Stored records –
★ ★ ★ ★ ★ ★ ★
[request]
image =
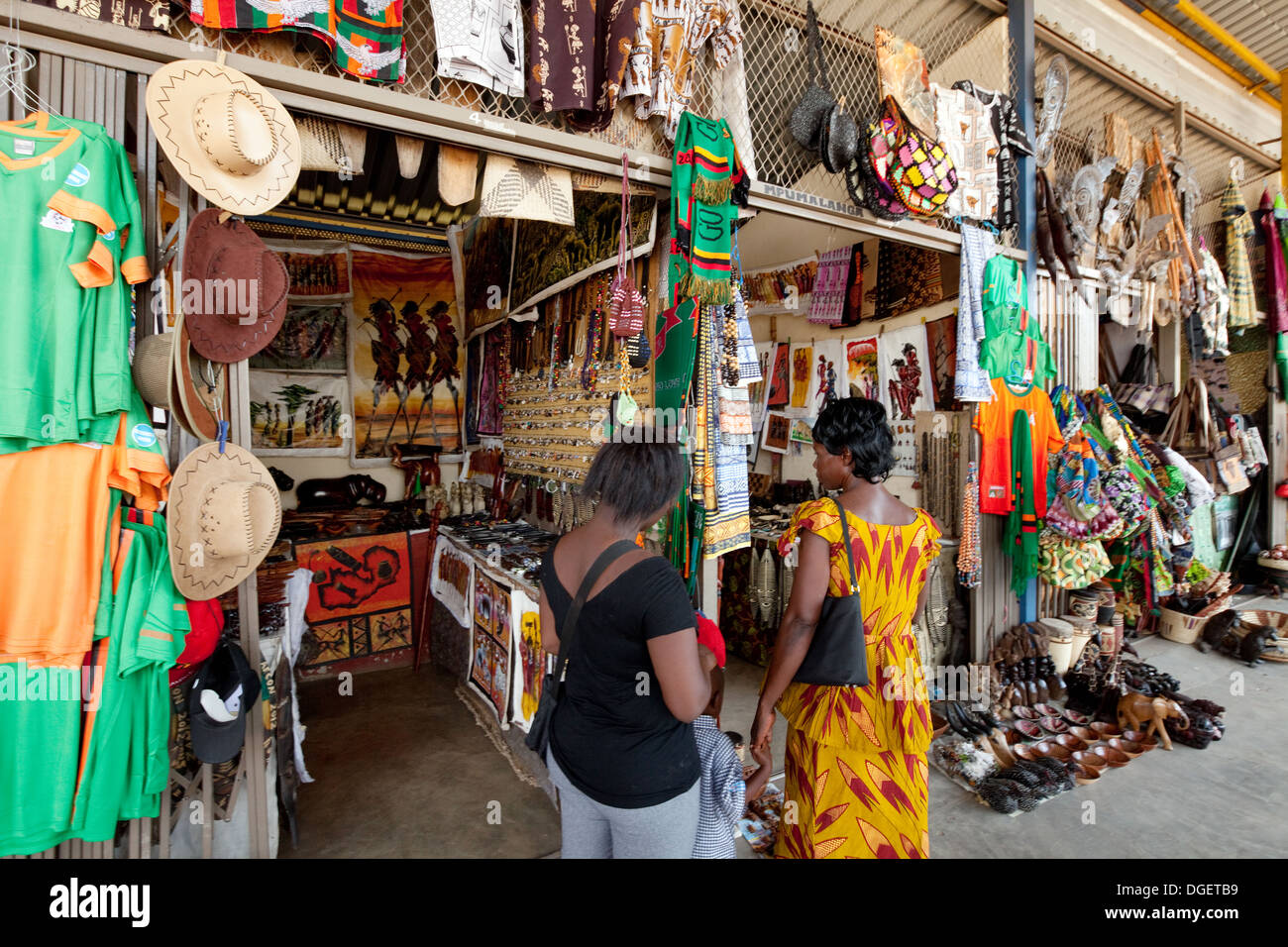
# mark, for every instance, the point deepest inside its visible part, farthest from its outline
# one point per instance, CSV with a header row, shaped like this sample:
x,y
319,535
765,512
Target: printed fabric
★ ★ ★ ★ ★ ★ ★
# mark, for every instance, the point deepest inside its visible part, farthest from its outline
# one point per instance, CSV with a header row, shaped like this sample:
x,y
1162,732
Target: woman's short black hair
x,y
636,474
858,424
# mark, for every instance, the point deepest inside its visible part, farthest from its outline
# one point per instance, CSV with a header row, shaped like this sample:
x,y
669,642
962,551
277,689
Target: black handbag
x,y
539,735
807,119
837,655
★ ★ ★ ★ ★ ★ ★
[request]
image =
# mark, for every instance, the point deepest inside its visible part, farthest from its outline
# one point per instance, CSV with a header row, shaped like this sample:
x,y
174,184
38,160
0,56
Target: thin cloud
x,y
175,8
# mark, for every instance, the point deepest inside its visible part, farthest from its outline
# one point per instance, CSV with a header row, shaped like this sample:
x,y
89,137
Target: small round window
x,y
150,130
★ ★ ★ ★ ★ ★ ★
Requirements – Collect each line in the data above that contains the string "Target". Treat uppercase and lowercase letters as different.

Exercise result –
Target: printed fabric
Target: woman's short black hair
Target: black handbag
Target: thin cloud
Target: small round window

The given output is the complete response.